*Instructions to follow*
Pick out every line in the rows below that contains the string "target", matching case exactly. Copy each of those lines in full.

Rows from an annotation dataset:
>> begin

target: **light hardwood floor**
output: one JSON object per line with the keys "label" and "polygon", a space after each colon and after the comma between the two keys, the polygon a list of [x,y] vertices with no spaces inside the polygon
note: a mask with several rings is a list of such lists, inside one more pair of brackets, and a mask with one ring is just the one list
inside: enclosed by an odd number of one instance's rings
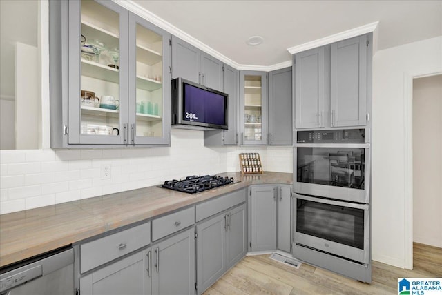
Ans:
{"label": "light hardwood floor", "polygon": [[373,261],[372,282],[358,282],[302,263],[299,269],[270,259],[247,256],[204,294],[397,294],[398,278],[442,277],[442,248],[414,243],[413,270]]}

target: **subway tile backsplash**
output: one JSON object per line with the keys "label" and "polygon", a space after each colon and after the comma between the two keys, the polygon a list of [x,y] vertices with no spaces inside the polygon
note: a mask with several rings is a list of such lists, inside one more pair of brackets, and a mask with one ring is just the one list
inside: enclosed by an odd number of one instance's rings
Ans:
{"label": "subway tile backsplash", "polygon": [[[206,148],[203,132],[182,129],[172,130],[170,148],[2,150],[0,214],[239,171],[241,152],[259,152],[265,171],[293,171],[291,147]],[[102,165],[110,179],[102,179]]]}

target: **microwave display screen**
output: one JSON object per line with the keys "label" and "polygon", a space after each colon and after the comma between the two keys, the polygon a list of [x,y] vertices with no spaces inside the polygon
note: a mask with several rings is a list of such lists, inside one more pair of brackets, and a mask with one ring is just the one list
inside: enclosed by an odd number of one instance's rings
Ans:
{"label": "microwave display screen", "polygon": [[182,119],[191,122],[225,125],[227,97],[183,83]]}

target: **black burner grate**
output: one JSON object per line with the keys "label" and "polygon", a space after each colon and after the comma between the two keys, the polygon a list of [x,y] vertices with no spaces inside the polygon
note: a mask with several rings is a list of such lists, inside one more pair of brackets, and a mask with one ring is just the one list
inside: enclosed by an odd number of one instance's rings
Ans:
{"label": "black burner grate", "polygon": [[164,181],[162,187],[179,192],[195,194],[230,183],[233,183],[233,178],[222,177],[217,175],[187,176],[186,179]]}

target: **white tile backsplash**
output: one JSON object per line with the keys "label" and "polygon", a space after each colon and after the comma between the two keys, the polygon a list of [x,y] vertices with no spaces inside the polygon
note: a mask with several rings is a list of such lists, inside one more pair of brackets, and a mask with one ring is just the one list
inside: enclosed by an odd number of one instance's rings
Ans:
{"label": "white tile backsplash", "polygon": [[[259,152],[265,171],[293,170],[291,147],[206,148],[202,132],[182,129],[172,130],[170,148],[0,152],[0,214],[239,171],[240,152]],[[111,165],[110,179],[101,179],[104,164]]]}

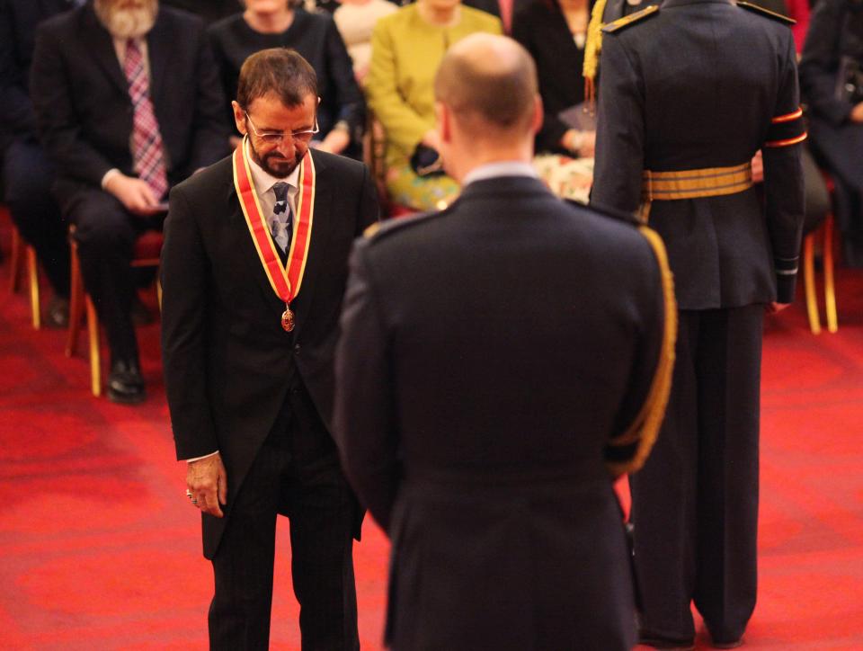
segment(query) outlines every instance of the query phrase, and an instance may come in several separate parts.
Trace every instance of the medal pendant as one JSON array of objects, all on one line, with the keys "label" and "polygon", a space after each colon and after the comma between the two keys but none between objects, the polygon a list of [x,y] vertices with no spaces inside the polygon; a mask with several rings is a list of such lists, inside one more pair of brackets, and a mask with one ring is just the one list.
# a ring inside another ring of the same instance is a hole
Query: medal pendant
[{"label": "medal pendant", "polygon": [[294,329],[294,313],[287,306],[285,311],[281,313],[281,327],[284,328],[286,333]]}]

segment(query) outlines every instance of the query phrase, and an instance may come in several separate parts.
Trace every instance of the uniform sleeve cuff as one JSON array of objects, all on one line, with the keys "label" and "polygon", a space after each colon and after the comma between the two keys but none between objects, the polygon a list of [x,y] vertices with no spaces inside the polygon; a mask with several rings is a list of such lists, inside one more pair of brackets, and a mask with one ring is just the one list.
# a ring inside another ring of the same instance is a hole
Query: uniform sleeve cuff
[{"label": "uniform sleeve cuff", "polygon": [[200,461],[200,460],[202,459],[209,459],[209,457],[212,457],[212,456],[217,455],[217,454],[218,454],[218,450],[217,450],[215,452],[210,452],[209,454],[205,454],[203,457],[195,457],[194,459],[184,459],[183,460],[184,460],[186,463],[191,463],[192,461]]}]

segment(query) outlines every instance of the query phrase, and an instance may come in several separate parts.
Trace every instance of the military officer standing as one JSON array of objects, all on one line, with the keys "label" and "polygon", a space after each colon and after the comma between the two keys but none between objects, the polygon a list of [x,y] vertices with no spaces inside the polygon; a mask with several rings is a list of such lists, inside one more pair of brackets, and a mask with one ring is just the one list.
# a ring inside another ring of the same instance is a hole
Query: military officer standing
[{"label": "military officer standing", "polygon": [[755,606],[761,326],[794,296],[804,205],[787,22],[666,0],[603,28],[592,203],[649,219],[680,309],[666,420],[632,478],[639,632],[657,648],[691,647],[692,600],[720,647]]}]

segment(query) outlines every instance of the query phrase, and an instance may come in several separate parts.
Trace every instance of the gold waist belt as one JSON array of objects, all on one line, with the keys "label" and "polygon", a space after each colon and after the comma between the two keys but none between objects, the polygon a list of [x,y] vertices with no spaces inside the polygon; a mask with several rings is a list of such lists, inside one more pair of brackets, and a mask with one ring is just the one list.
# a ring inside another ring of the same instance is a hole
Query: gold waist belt
[{"label": "gold waist belt", "polygon": [[701,170],[642,173],[645,201],[670,201],[736,194],[752,187],[752,165],[707,167]]}]

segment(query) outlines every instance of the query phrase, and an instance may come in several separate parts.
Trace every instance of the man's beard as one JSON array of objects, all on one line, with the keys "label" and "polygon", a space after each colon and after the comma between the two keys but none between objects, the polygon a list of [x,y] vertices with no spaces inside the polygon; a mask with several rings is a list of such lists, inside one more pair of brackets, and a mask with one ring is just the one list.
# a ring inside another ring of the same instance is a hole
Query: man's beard
[{"label": "man's beard", "polygon": [[143,0],[138,6],[118,7],[116,0],[95,0],[93,9],[99,22],[116,39],[144,36],[156,23],[158,0]]},{"label": "man's beard", "polygon": [[261,169],[277,179],[286,179],[290,176],[290,173],[297,169],[297,165],[299,165],[300,161],[308,152],[307,149],[302,156],[298,157],[297,154],[298,149],[295,147],[294,159],[292,161],[283,159],[277,162],[273,161],[273,158],[282,158],[282,156],[279,152],[273,150],[268,154],[264,154],[262,157],[261,155],[258,154],[258,150],[254,148],[252,138],[249,138],[249,149],[252,152],[252,160],[257,163],[261,166]]}]

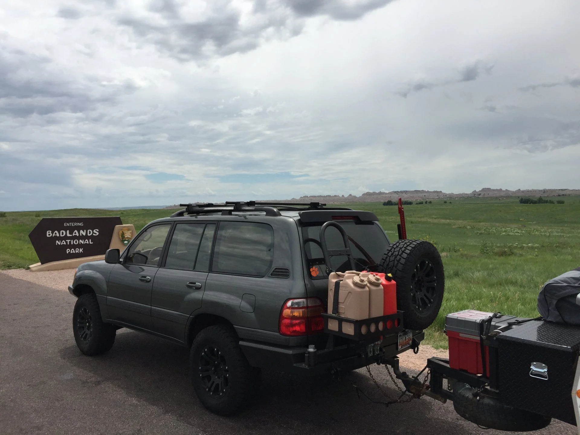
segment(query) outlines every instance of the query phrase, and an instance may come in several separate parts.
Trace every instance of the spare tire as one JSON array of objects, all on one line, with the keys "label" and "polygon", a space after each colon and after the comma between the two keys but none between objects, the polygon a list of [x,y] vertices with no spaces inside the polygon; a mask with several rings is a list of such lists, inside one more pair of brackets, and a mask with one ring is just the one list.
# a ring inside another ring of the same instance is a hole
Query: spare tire
[{"label": "spare tire", "polygon": [[435,321],[443,300],[445,276],[437,248],[423,240],[392,244],[379,264],[397,283],[397,307],[409,329],[424,329]]},{"label": "spare tire", "polygon": [[552,418],[504,405],[498,399],[463,382],[453,386],[453,407],[472,423],[499,430],[523,432],[537,430],[550,424]]}]

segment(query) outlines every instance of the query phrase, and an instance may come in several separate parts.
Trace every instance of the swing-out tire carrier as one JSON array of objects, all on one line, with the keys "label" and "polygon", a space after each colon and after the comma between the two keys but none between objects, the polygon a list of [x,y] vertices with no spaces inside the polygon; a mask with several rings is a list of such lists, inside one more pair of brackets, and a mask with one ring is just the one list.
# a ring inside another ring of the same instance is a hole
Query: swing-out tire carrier
[{"label": "swing-out tire carrier", "polygon": [[418,347],[425,338],[425,332],[414,331],[412,336],[412,345],[401,349],[398,349],[397,334],[384,336],[380,343],[350,341],[337,346],[333,344],[333,336],[329,336],[326,348],[310,351],[307,347],[281,347],[244,340],[240,345],[251,365],[317,376],[380,364]]}]

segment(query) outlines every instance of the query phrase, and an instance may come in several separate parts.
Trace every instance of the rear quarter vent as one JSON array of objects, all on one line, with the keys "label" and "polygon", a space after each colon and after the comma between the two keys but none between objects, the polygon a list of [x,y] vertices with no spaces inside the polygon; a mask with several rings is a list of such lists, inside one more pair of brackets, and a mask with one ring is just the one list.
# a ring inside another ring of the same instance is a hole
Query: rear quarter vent
[{"label": "rear quarter vent", "polygon": [[270,273],[270,276],[272,278],[289,278],[290,269],[287,267],[274,267],[274,270]]}]

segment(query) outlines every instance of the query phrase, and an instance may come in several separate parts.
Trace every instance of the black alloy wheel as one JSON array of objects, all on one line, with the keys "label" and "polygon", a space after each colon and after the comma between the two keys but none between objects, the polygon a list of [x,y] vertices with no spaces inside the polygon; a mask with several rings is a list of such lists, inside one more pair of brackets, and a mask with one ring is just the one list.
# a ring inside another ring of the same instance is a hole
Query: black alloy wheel
[{"label": "black alloy wheel", "polygon": [[78,336],[83,343],[88,343],[93,336],[93,321],[90,313],[83,307],[79,311],[77,317],[77,331]]},{"label": "black alloy wheel", "polygon": [[437,273],[429,260],[422,258],[411,276],[411,295],[419,313],[427,311],[437,293]]},{"label": "black alloy wheel", "polygon": [[200,377],[210,396],[223,396],[228,391],[229,371],[221,351],[207,346],[200,355]]},{"label": "black alloy wheel", "polygon": [[425,329],[437,318],[443,301],[445,274],[437,248],[424,240],[397,240],[387,248],[380,271],[393,274],[397,309],[406,329]]},{"label": "black alloy wheel", "polygon": [[212,412],[231,415],[247,406],[257,391],[259,369],[251,367],[230,325],[200,331],[190,353],[191,385],[200,401]]}]

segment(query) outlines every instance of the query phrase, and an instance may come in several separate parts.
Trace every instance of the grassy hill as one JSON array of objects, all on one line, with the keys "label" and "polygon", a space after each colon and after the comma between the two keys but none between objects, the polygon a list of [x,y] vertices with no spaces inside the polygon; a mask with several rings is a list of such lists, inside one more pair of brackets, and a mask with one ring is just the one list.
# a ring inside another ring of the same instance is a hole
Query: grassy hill
[{"label": "grassy hill", "polygon": [[[517,198],[433,200],[405,206],[409,238],[437,246],[445,271],[441,314],[428,341],[445,346],[445,314],[467,309],[535,317],[536,298],[548,280],[580,266],[580,197],[564,204],[520,204]],[[397,207],[351,205],[374,212],[392,240],[397,236]],[[8,212],[0,217],[0,268],[38,261],[28,234],[42,217],[120,216],[137,230],[168,216],[168,210],[87,210]]]}]

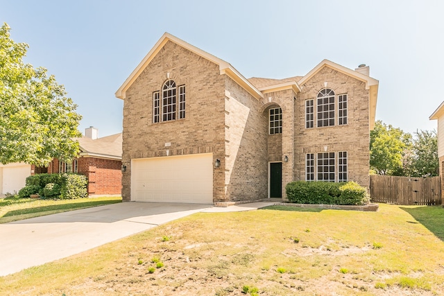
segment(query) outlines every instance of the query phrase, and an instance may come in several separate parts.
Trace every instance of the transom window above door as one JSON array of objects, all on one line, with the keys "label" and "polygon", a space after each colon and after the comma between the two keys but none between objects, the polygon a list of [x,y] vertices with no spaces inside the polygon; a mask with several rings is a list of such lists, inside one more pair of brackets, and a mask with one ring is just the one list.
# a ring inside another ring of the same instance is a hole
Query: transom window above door
[{"label": "transom window above door", "polygon": [[271,108],[270,114],[270,134],[282,133],[282,110],[281,108]]},{"label": "transom window above door", "polygon": [[185,118],[185,86],[176,87],[169,80],[160,91],[153,93],[153,122],[174,121]]}]

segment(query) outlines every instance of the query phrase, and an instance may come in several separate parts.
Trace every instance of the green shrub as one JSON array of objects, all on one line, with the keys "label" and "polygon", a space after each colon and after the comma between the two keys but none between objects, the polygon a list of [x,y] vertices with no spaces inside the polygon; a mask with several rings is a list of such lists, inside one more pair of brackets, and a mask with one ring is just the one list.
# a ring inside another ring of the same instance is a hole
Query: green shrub
[{"label": "green shrub", "polygon": [[368,203],[367,190],[355,182],[348,182],[339,187],[341,204],[365,204]]},{"label": "green shrub", "polygon": [[87,197],[87,184],[86,176],[83,175],[68,173],[62,175],[60,198],[74,199]]},{"label": "green shrub", "polygon": [[290,202],[315,204],[365,204],[367,191],[354,182],[296,181],[285,186]]},{"label": "green shrub", "polygon": [[19,191],[19,198],[29,198],[31,194],[37,194],[42,187],[38,185],[26,185]]},{"label": "green shrub", "polygon": [[[53,184],[44,191],[46,184]],[[31,194],[39,193],[46,198],[73,199],[87,197],[86,176],[76,173],[37,174],[26,178],[26,186],[21,189],[22,194],[19,196],[28,198]],[[37,192],[35,189],[38,187]],[[26,188],[26,189],[25,189]],[[29,193],[33,191],[32,193]]]},{"label": "green shrub", "polygon": [[60,174],[37,174],[28,177],[26,185],[37,185],[44,188],[49,183],[61,184],[62,176]]},{"label": "green shrub", "polygon": [[60,185],[57,183],[48,183],[43,189],[43,196],[46,198],[58,198],[60,195]]}]

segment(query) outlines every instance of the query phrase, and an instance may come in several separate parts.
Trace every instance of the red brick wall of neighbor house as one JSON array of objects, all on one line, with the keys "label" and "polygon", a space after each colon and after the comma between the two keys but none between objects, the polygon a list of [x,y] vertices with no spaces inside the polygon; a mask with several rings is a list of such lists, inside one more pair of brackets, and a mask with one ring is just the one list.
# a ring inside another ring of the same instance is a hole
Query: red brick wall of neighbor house
[{"label": "red brick wall of neighbor house", "polygon": [[[77,159],[77,171],[88,178],[88,195],[121,194],[121,161],[95,157]],[[48,173],[59,173],[57,159],[48,166]]]},{"label": "red brick wall of neighbor house", "polygon": [[121,161],[80,157],[77,165],[78,173],[88,178],[88,195],[121,193]]}]

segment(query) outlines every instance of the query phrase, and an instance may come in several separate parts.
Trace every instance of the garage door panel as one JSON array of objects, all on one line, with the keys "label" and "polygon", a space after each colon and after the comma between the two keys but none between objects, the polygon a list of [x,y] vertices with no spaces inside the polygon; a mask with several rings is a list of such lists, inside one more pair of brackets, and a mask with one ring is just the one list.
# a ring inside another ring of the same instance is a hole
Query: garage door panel
[{"label": "garage door panel", "polygon": [[136,201],[212,203],[212,154],[133,159],[131,182]]}]

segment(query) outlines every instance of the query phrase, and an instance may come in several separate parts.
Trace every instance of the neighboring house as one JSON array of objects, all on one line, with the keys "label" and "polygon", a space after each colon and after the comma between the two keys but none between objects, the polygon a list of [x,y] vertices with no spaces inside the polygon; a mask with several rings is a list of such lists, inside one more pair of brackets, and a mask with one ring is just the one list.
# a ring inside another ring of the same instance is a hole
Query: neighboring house
[{"label": "neighboring house", "polygon": [[304,76],[245,78],[165,33],[116,92],[124,200],[285,197],[293,180],[369,186],[378,80],[327,60]]},{"label": "neighboring house", "polygon": [[430,117],[430,120],[438,121],[438,158],[439,159],[439,175],[441,178],[441,198],[443,197],[443,191],[444,191],[444,101],[441,103],[438,109]]},{"label": "neighboring house", "polygon": [[80,152],[71,163],[54,159],[49,173],[78,173],[88,178],[88,195],[120,195],[121,193],[122,134],[98,137],[92,126],[78,138]]},{"label": "neighboring house", "polygon": [[17,193],[31,175],[31,166],[23,162],[0,164],[0,194]]},{"label": "neighboring house", "polygon": [[18,193],[31,175],[78,173],[88,178],[88,195],[120,196],[122,134],[99,138],[97,129],[92,126],[85,134],[77,139],[80,152],[71,163],[54,159],[46,168],[24,163],[0,164],[0,194]]}]

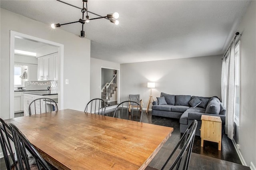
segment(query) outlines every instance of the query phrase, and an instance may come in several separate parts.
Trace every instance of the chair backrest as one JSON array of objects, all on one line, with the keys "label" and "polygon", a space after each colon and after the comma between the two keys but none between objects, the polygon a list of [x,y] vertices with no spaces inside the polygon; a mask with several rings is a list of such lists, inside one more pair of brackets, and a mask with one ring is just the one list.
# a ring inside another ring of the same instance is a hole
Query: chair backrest
[{"label": "chair backrest", "polygon": [[[193,147],[193,144],[196,134],[196,130],[197,127],[197,121],[194,120],[193,122],[188,126],[187,130],[186,130],[184,134],[182,135],[180,140],[178,142],[178,144],[174,148],[171,155],[170,156],[168,159],[165,162],[165,164],[162,168],[161,170],[163,170],[165,168],[167,164],[169,162],[170,159],[172,158],[172,156],[175,153],[176,151],[177,150],[179,147],[182,146],[184,142],[184,144],[182,148],[180,150],[178,156],[176,157],[175,160],[171,166],[170,170],[173,169],[176,167],[176,169],[179,169],[181,162],[182,160],[183,156],[185,152],[186,151],[186,153],[183,162],[183,170],[187,170],[188,168],[188,166],[190,160],[191,156],[191,152],[192,152],[192,148]],[[169,169],[169,168],[168,168]]]},{"label": "chair backrest", "polygon": [[[105,101],[101,99],[94,99],[91,100],[85,107],[84,112],[88,112],[88,107],[89,113],[98,113],[98,115],[104,115],[106,111],[106,103]],[[98,112],[96,112],[98,111]]]},{"label": "chair backrest", "polygon": [[[42,167],[45,170],[50,170],[51,168],[45,160],[17,127],[12,123],[10,123],[9,125],[14,139],[20,169],[30,169],[28,158],[28,155],[30,153],[35,158],[38,169],[41,169]],[[29,153],[27,152],[28,151]]]},{"label": "chair backrest", "polygon": [[139,102],[140,100],[140,95],[129,95],[129,98],[130,101]]},{"label": "chair backrest", "polygon": [[[18,169],[17,165],[15,162],[15,158],[14,153],[12,151],[12,144],[14,144],[13,138],[12,134],[11,128],[4,120],[0,118],[0,121],[2,123],[0,125],[0,143],[2,150],[4,154],[4,161],[6,166],[7,170],[10,170],[12,168],[15,166],[16,169]],[[10,154],[11,160],[9,159],[8,154]]]},{"label": "chair backrest", "polygon": [[[130,111],[129,111],[129,105],[132,106]],[[141,122],[143,111],[140,104],[135,101],[125,101],[119,104],[116,108],[113,117],[126,119]]]},{"label": "chair backrest", "polygon": [[28,107],[29,115],[52,112],[58,110],[57,103],[52,99],[46,97],[37,99],[31,102]]}]

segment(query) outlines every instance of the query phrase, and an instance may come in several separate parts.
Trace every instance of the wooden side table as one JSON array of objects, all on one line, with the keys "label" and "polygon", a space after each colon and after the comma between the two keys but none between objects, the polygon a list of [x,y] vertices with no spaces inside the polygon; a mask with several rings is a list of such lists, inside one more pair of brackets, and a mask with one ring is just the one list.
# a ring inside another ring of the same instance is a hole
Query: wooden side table
[{"label": "wooden side table", "polygon": [[201,146],[204,146],[204,140],[218,143],[218,150],[221,150],[221,125],[219,116],[202,115],[201,117]]}]

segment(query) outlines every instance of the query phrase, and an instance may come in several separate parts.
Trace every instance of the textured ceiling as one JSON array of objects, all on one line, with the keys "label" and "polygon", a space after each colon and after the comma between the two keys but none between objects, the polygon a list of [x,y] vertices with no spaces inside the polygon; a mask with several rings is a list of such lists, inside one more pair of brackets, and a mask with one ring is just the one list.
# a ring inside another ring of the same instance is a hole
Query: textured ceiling
[{"label": "textured ceiling", "polygon": [[[82,0],[63,1],[82,7]],[[99,14],[119,13],[118,26],[101,19],[84,27],[91,57],[119,63],[222,54],[250,4],[246,0],[88,2],[88,10]],[[80,10],[54,0],[1,0],[0,5],[49,27],[82,16]],[[58,29],[78,35],[81,24]]]}]

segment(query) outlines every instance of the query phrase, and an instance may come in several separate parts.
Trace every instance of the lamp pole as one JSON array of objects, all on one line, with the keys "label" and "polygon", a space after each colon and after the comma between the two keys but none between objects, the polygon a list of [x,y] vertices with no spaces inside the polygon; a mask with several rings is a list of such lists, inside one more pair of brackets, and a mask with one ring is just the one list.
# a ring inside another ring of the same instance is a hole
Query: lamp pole
[{"label": "lamp pole", "polygon": [[152,95],[152,88],[155,88],[155,83],[153,82],[148,82],[148,88],[150,88],[150,95],[149,96],[149,99],[148,99],[148,102],[147,105],[147,109],[146,110],[146,113],[148,113],[148,110],[149,109],[149,106],[152,103],[152,101],[154,101],[154,99],[153,98],[153,96]]}]

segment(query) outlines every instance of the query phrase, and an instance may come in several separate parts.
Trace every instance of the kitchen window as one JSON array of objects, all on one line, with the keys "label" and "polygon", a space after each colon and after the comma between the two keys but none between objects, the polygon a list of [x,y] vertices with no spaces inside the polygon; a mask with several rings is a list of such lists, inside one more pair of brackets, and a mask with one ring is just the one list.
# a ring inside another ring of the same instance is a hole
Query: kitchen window
[{"label": "kitchen window", "polygon": [[26,65],[14,65],[14,87],[24,87],[25,81],[27,79],[22,79],[20,77],[23,73],[25,69],[28,69]]},{"label": "kitchen window", "polygon": [[240,41],[235,49],[235,116],[234,122],[239,126],[240,114]]}]

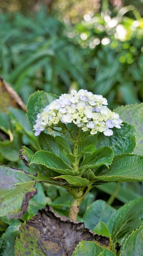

>> end

*Response to the exercise*
target: **light hardwood floor**
target: **subway tile backsplash**
target: **microwave display screen**
target: **black burner grate**
target: **white tile backsplash**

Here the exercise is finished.